_Problem requirements_
Please repeat the records exactly. The pictures are to be left out.

_Data for this task_
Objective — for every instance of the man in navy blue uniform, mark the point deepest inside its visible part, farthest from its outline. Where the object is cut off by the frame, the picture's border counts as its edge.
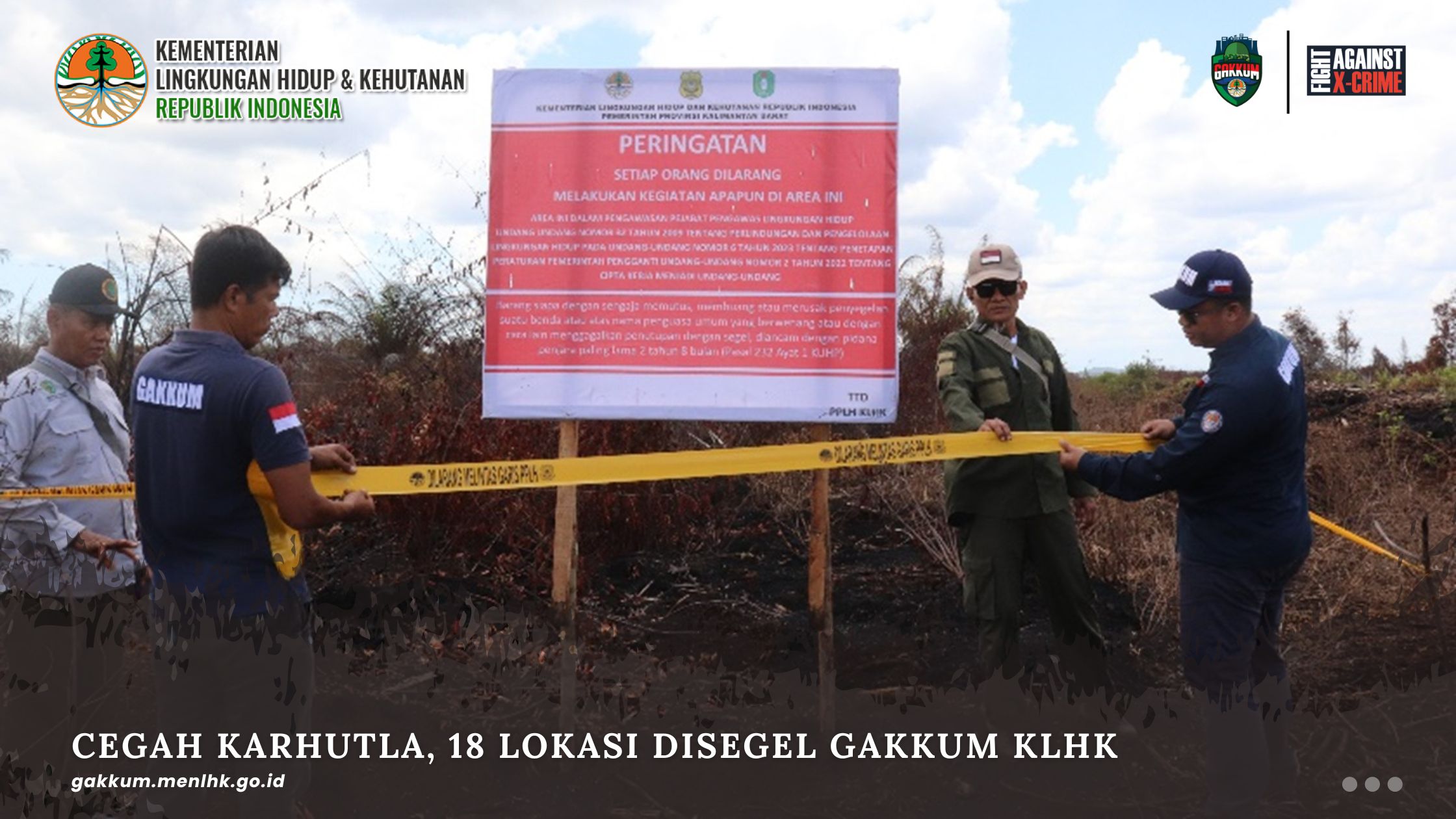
(233, 649)
(1236, 460)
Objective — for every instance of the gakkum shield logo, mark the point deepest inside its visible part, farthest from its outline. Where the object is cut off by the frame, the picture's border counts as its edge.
(1236, 69)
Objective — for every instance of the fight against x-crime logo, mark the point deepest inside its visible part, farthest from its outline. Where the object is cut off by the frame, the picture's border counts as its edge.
(101, 81)
(1356, 70)
(1236, 69)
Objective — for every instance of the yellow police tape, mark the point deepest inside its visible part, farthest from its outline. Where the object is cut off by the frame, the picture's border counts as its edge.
(547, 473)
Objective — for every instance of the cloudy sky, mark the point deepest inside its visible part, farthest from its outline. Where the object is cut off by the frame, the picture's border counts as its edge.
(1088, 136)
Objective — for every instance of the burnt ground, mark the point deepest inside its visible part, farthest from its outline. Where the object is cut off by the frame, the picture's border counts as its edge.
(720, 642)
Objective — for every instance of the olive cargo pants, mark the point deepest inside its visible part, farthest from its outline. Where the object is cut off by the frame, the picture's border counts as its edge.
(993, 554)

_Exercise answer_
Objective — for every instance of the man in navy blue uniform, mark the point deepest inside its visible part, farthest from its outline. Where the object is cut off by the frame, the picture's border counts as its edge.
(233, 649)
(1236, 460)
Objective — for every instance of the gakkum shield logo, mark the point deepest inside its visible part, farthest from its outline. Where the object is cut off by the frame, the picture's border counts as its edge.
(1236, 69)
Objective — for every instance of the fight against x-crime logo, mark the point deepest inside its visible part, farthest from its outline. Where the object is cut off by the frame, the picture's border counts as its edge.
(101, 81)
(1356, 70)
(1236, 69)
Objective — for every instance of the yellow police tape, mark the point deepest inside its visible part, farthest from its outline. Where the object is cut off by the frame, the picture's border counts as its edge.
(547, 473)
Objective — for every instance of the cloudy sky, mark the point deepest inside its visible part, farthest from its outline. Where the object is cut off by the frame, the picture's border counts as its edge.
(1088, 136)
Objective — for every instance of the burnt ground, mark the point deepest inside its visible part, farthest from its outline. Where the object is cut off by the frame, the picture's border counts as its edge.
(720, 642)
Objective — for every instance of the olive cargo pants, mark the point deepest inside its visible part, farthest from its outline. Where the object is cut off by the frame, the picture's border counts as its edge.
(993, 554)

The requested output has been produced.